Exercise set =
1. Please write out the part of the Charter Amendment 29 passage from "The current barriers" up to and including "in the way.".
2. Answer these questions from the Charter Amendment 29 passage:
(a) In what year was Seattle's first charter adopted?
(b) What core principle of medicine is attributed to Hippocrates?
(c) Are the current barriers to clearing encampments described as legal or political?

NO on Seattle Charter Amendment 29

Charter Amendment 29 makes it harder to clear encampments and damages “Good Government” principles.

“Desperate times call for desperate measures,” said Hippocrates.  That’s the rationale for amending Seattle’s Charter to address homelessness.  Charter Amendment 29 is born from widespread frustration, aggravation and despair at City Hall’s failure to solve the homelessness crisis, despite many years and much spending.  Recently it has become an even more urgent crisis, as parks, playgrounds, and sidewalks have become homeless encampments, preventing the rest of the public from using these spaces while campers face increased risk of Covid infection.

Hippocrates also prescribed medicine’s core principle, “First, do no harm.”  CA 29 is harmful because it makes it harder to clear encampments, and because amending the Charter in this way violates important “good government” principles and sets a dangerous precedent.  That is why nothing like it has been done in the 152 years since Seattle’s first charter in 1869.

CA 29 makes it harder to clear encampments because it requires a complex evaluation of each camper’s needs, “balancing” the “possible harm[1] [to the individual] caused by closing [the] encampment” against the public’s “strong interest in keeping public spaces clear.”[2]  None of this is necessary to clear an encampment under current law.  Nonprofit agencies supporting CA 29 acknowledge it will make it harder to clear encampments, noting CA 29 “moves away from removing encampments in favor of providing what people experiencing chronic homelessness need to be stably housed.”[3] 

The current barriers to clearing encampments are not legal, but political.  CA 29 will create new legal barriers that will make the political barriers more difficult to overcome.  Rather than “making City Hall clear encampments” as some supporters argue, CA 29’s “balancing test” can be used as a shield to explain why an encampment is not cleared.  And even if City Hall were more willing to clear encampments, CA 29’s legal barriers will stand in the way.

[Stored records]
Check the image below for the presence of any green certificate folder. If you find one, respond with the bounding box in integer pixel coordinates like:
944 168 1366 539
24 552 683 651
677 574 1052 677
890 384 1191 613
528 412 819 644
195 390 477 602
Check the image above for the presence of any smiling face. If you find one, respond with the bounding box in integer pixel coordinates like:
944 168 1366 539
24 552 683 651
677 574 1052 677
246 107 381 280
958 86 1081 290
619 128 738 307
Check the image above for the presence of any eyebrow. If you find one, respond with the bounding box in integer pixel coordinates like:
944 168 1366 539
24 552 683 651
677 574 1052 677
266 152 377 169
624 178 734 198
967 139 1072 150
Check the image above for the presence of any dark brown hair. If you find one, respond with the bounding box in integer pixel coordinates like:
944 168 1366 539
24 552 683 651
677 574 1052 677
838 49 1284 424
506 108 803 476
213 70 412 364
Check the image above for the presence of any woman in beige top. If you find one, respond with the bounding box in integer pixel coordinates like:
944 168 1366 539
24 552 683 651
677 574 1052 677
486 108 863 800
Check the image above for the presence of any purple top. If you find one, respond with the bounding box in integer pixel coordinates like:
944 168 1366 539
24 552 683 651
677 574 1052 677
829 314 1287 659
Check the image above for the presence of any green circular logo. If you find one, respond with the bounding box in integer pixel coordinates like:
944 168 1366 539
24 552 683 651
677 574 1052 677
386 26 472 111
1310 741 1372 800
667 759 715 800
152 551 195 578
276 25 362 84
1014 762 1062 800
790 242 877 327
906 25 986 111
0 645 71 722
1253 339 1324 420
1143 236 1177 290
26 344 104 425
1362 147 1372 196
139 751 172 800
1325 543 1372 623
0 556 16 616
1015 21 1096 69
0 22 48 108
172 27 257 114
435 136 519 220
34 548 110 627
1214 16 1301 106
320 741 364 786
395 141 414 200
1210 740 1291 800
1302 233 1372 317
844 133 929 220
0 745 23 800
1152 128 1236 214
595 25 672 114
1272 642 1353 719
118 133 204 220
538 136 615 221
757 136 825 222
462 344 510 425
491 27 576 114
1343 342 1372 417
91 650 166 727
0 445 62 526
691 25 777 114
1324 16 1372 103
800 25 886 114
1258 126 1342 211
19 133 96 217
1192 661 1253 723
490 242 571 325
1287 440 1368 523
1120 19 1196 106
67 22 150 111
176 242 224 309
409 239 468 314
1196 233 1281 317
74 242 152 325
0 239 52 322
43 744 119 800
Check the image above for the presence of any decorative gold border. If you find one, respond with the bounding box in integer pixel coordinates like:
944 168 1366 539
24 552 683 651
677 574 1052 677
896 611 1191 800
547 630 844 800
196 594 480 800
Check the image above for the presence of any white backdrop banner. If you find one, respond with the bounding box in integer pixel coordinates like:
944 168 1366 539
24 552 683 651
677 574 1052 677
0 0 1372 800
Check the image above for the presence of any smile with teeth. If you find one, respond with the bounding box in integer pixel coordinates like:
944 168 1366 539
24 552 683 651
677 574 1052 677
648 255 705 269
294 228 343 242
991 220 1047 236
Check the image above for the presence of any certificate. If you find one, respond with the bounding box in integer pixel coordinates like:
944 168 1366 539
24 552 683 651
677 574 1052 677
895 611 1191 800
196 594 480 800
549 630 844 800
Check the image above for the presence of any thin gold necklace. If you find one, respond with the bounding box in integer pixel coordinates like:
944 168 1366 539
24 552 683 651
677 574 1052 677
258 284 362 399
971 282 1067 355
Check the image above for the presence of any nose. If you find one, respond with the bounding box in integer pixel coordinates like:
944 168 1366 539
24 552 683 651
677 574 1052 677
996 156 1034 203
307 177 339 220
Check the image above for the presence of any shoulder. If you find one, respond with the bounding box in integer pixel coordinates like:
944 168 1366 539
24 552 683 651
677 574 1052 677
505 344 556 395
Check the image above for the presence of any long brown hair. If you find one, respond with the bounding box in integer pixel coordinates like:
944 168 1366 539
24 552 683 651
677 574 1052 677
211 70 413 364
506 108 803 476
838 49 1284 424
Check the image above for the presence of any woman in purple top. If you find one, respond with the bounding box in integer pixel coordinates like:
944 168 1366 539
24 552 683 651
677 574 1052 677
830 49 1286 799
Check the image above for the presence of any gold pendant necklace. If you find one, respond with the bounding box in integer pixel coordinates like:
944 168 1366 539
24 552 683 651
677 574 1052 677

Solved problems =
1.
The current barriers to clearing encampments are not legal, but political.  CA 29 will create new legal barriers that will make the political barriers more difficult to overcome.  Rather than “making City Hall clear encampments” as some supporters argue, CA 29’s “balancing test” can be used as a shield to explain why an encampment is not cleared.  And even if City Hall were more willing to clear encampments, CA 29’s legal barriers will stand in the way.

2.
(a) 1869
(b) "First, do no harm."
(c) Political